GIVEN DATA »
_ _ _ _ _ _ _

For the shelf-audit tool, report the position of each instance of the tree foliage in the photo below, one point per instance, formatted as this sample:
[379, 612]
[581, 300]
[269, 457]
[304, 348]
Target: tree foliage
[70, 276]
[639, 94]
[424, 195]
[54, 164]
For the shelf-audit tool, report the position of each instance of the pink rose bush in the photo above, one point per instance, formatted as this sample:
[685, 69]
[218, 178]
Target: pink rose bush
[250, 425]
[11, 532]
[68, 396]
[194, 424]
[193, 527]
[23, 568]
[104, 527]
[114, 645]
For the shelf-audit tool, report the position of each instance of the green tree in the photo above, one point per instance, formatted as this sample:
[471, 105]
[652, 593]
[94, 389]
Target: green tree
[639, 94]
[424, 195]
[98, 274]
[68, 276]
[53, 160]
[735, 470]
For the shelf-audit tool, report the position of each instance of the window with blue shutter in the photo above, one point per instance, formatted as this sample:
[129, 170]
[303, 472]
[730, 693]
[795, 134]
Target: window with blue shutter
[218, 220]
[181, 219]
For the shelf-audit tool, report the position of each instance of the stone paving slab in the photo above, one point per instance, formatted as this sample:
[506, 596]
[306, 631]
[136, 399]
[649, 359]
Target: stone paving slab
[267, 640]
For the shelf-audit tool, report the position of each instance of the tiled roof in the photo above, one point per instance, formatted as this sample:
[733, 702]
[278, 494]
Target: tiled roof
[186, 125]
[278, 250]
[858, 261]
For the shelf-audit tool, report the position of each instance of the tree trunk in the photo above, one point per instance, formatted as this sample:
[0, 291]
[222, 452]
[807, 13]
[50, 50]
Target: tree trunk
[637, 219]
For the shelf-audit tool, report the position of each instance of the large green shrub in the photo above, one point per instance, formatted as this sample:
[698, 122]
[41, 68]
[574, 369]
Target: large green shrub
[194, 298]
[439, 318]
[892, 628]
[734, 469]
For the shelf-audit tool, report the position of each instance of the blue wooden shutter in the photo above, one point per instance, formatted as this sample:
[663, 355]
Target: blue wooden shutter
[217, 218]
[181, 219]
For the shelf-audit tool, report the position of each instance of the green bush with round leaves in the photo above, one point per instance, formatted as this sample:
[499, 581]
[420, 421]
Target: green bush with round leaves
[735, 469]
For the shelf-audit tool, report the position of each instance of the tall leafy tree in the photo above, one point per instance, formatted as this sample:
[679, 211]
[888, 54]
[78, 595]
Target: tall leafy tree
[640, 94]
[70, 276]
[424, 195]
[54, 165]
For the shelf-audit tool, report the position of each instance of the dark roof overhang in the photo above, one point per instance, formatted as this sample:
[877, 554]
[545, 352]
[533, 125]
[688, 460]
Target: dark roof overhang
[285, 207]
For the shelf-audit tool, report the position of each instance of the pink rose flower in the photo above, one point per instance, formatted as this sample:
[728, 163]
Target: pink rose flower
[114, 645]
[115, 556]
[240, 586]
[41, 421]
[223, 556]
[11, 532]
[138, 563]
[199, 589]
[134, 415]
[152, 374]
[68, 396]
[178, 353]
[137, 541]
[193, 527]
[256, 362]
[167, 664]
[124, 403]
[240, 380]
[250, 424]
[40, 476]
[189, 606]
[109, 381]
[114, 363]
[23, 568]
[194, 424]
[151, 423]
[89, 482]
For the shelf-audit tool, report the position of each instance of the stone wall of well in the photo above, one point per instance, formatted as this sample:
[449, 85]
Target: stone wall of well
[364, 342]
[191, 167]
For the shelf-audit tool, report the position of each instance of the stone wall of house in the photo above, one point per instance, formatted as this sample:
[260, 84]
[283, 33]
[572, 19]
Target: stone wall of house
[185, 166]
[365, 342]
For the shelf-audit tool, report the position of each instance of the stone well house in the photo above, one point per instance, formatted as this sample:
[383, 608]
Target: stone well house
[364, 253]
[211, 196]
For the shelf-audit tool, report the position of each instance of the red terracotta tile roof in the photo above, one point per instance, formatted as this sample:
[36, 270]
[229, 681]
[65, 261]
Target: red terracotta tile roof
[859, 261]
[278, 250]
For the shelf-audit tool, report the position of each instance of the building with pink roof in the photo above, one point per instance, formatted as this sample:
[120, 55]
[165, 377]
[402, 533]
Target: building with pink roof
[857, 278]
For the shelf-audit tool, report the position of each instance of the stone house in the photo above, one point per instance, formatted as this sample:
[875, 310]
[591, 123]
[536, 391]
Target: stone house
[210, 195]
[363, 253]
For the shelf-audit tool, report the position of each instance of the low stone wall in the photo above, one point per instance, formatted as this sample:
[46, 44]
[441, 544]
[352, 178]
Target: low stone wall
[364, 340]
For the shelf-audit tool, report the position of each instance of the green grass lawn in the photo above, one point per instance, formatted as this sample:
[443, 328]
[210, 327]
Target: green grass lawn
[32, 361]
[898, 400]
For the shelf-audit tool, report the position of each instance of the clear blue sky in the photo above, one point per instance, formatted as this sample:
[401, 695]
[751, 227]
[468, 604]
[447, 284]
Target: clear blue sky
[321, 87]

_ _ _ _ _ _ _

Each record above should be given again exactly as it appears.

For the shelf-audit tool, report the position of each instance of the tree foliage in the photo below, one point per instance, formatted as this sample:
[379, 612]
[581, 300]
[269, 457]
[304, 348]
Target: tree foliage
[70, 276]
[639, 94]
[424, 195]
[54, 164]
For the shelf-audit tool, report the position of each instance of the pink rose bush in the photo above, one point per instance, formatted as this sample:
[685, 69]
[218, 178]
Target: pink rose bush
[250, 425]
[11, 532]
[68, 396]
[194, 424]
[193, 527]
[23, 568]
[104, 527]
[114, 645]
For the shelf-audit tool, report the position of each instance of the green tree in the photo above, one point per instance, formatted as this sample:
[471, 105]
[652, 593]
[94, 389]
Target: green tree
[639, 94]
[424, 195]
[98, 274]
[68, 276]
[53, 160]
[735, 470]
For the shelf-audit tool, report the position of each instance of the window with blue shutter in the photo above, one point per instance, formatted as this sample:
[129, 170]
[303, 472]
[730, 693]
[795, 134]
Target: window with blue shutter
[218, 220]
[181, 219]
For the shelf-audit tool, report the position of each instance of the stone paving slab in the photo above, one point per instance, formatted as this sample:
[506, 596]
[306, 631]
[136, 399]
[649, 359]
Target: stone paving slab
[267, 640]
For the shelf-audit tool, report the position of each instance of the tiled roof in the photo above, one point per instance, formatted as this sample:
[733, 702]
[278, 494]
Target: tiled roof
[186, 125]
[278, 250]
[858, 261]
For the shelf-audit tool, report the position of each instance of the tree trunk in the photo above, one point per instance, formatted as this sample:
[0, 291]
[222, 452]
[807, 13]
[50, 50]
Target: tree trunk
[637, 219]
For the shelf-audit tool, report the position of each instance of the large green shrub in the photo above, one point per instance, formatted as this sample:
[698, 122]
[41, 68]
[574, 369]
Target: large green shrub
[194, 298]
[439, 318]
[892, 628]
[734, 469]
For the shelf-audit tool, report the position of each instance of the blue wooden shutter in the photo above, one point per instance, formatted as this sample:
[663, 355]
Target: blue wooden shutter
[217, 218]
[181, 219]
For the shelf-audit tool, report the position of each instance of the green bush with round leaves in the photo above, one point per instance, formatted as this sample:
[499, 581]
[420, 421]
Target: green bush with round leaves
[735, 469]
For the shelf-audit tool, report the position of each instance of the tall leafy tree in the photo above, one point per instance, formatted as this sample:
[679, 211]
[888, 54]
[78, 595]
Target: tall leafy tree
[640, 94]
[70, 276]
[424, 195]
[54, 165]
For the shelf-audit tool, report the position of each instance of the dark roof overhang in the photo above, one point per instance, formatted as this sample:
[877, 554]
[545, 352]
[533, 125]
[688, 460]
Target: dark roof overhang
[285, 207]
For the shelf-audit tool, report the position of each instance of the pink rose flower in the photo above, one point per instance, formatted as this sample:
[728, 163]
Target: pink rose flower
[114, 645]
[115, 556]
[240, 586]
[41, 421]
[223, 556]
[11, 532]
[138, 563]
[199, 589]
[134, 415]
[152, 374]
[68, 396]
[178, 353]
[137, 541]
[193, 527]
[256, 362]
[167, 664]
[124, 403]
[240, 380]
[250, 424]
[40, 476]
[189, 606]
[109, 381]
[114, 363]
[23, 568]
[194, 424]
[151, 423]
[89, 482]
For the shelf-audit tool, report the position of each instance of the stone wall of well in the photo above, one point per instance, formatted as this sample:
[449, 85]
Target: stone wall of well
[364, 342]
[191, 167]
For the shelf-audit tool, report the position of each instance of the stone wall of house in the photo above, one point per instance, formatted as this sample:
[260, 84]
[283, 33]
[572, 19]
Target: stone wall of house
[185, 166]
[365, 342]
For the shelf-audit tool, report the position of each instance of the stone well house in the photo above, one point per instance, formatted as this sample:
[383, 608]
Target: stone well house
[364, 253]
[211, 196]
For the shelf-audit tool, report the position of each instance of the red terracotta tile roof in the photo above, one point per instance, formatted as this sample:
[36, 270]
[229, 681]
[65, 261]
Target: red terracotta tile roof
[859, 261]
[278, 250]
For the shelf-audit tool, report the position of each instance of the building with pink roof in the photo above, one point per instance, formatted as this sample:
[120, 55]
[165, 377]
[402, 533]
Target: building with pink roof
[857, 278]
For the shelf-audit tool, report the position of each instance of the stone house in the photo above, one point per instance, formatted as this sample:
[875, 310]
[591, 123]
[536, 391]
Target: stone house
[210, 195]
[363, 253]
For the shelf-audit tool, report the position of each instance of the low stone wall in the photo above, one point per instance, formatted as this sample:
[46, 44]
[441, 544]
[352, 178]
Target: low stone wall
[364, 340]
For the shelf-audit tool, report the position of each instance of the green grass lawn in the photo above, one point per instance, formatted as this sample:
[443, 328]
[210, 327]
Target: green grass lawn
[32, 361]
[898, 400]
For the shelf-audit tool, report the position of each instance of the clear blue sky in the photo above, one point per instance, formatted as this sample:
[401, 695]
[751, 227]
[468, 604]
[447, 284]
Target: clear blue sky
[321, 87]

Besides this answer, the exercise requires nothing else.